**Supplied information:**
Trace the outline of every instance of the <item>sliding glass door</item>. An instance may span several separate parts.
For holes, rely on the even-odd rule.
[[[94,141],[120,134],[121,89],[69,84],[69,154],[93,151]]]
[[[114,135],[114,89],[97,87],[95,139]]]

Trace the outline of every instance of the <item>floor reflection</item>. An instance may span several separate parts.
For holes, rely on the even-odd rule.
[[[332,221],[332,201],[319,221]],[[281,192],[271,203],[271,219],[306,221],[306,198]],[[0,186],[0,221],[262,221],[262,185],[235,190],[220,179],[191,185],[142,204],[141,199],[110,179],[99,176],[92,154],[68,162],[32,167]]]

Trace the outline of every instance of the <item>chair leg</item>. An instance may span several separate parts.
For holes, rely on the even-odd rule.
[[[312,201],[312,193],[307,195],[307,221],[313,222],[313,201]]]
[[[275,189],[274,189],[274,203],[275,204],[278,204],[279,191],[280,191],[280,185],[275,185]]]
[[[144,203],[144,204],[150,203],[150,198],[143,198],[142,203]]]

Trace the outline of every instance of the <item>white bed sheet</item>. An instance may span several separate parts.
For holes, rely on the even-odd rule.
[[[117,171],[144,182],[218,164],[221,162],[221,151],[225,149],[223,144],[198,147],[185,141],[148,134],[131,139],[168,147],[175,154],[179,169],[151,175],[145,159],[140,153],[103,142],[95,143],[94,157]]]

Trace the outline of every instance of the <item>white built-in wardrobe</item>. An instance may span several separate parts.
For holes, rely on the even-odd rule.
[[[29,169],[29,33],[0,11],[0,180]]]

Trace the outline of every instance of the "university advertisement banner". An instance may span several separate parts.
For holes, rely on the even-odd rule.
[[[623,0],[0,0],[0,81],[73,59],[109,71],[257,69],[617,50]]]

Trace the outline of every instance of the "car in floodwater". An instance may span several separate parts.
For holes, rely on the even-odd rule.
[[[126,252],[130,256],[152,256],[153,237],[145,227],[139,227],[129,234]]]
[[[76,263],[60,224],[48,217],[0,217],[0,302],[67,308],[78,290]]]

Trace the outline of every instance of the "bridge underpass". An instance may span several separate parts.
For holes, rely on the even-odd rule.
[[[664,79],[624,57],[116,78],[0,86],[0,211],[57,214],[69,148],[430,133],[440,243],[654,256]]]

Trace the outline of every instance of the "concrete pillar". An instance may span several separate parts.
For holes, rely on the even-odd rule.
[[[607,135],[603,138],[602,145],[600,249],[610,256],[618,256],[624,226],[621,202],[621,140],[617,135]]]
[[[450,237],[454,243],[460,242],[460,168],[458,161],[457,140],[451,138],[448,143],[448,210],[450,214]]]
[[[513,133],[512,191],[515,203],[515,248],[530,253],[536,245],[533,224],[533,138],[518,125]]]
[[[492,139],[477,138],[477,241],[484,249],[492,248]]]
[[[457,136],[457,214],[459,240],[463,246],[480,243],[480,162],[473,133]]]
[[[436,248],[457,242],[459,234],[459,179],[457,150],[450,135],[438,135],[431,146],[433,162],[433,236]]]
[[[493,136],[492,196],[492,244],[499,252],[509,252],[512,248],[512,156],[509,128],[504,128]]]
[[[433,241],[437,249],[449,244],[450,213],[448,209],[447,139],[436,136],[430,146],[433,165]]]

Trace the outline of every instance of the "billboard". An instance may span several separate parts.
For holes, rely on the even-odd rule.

**Exercise:**
Can you reproduce, character for character, every line of the entries from the first one through the line containing "[[[29,169],[29,33],[0,11],[0,180]]]", including that line?

**Written solution:**
Trace the outline of every instance of the <item>sliding glass door</item>. An instance may span several separate parts.
For holes, rely on the even-odd rule.
[[[94,141],[120,134],[121,89],[69,84],[69,154],[93,151]]]
[[[114,135],[114,89],[97,87],[95,139]]]

Trace the outline of every instance of the <item>floor reflection</item>. An instance may span several separate parts.
For holes, rely on the even-odd rule.
[[[332,221],[332,201],[319,221]],[[281,192],[271,203],[271,219],[306,221],[306,198]],[[0,186],[0,221],[262,221],[262,185],[235,190],[220,179],[191,185],[142,204],[141,199],[110,179],[99,176],[92,154],[68,162],[32,167]]]

Trace the outline of every instance of the <item>chair leg</item>. An instance may span several separate parts.
For holes, rely on the even-odd rule.
[[[312,201],[312,193],[307,195],[307,221],[313,222],[313,201]]]
[[[275,189],[274,189],[274,203],[275,204],[278,204],[279,191],[280,191],[280,185],[275,185]]]
[[[144,203],[144,204],[150,203],[150,198],[143,198],[142,203]]]

Trace the outline of every instance of the <item>white bed sheet</item>. An instance may span several separate parts.
For holes, rely on the even-odd rule.
[[[117,171],[144,182],[218,164],[221,162],[221,151],[225,149],[223,144],[198,147],[185,141],[148,134],[131,139],[168,147],[175,154],[179,169],[151,175],[145,159],[140,153],[103,142],[95,143],[94,157]]]

Trace the outline of every instance of the <item>white built-in wardrobe</item>. An instance may span several separate parts.
For holes, rely on the even-odd rule.
[[[29,169],[29,33],[0,11],[0,180]]]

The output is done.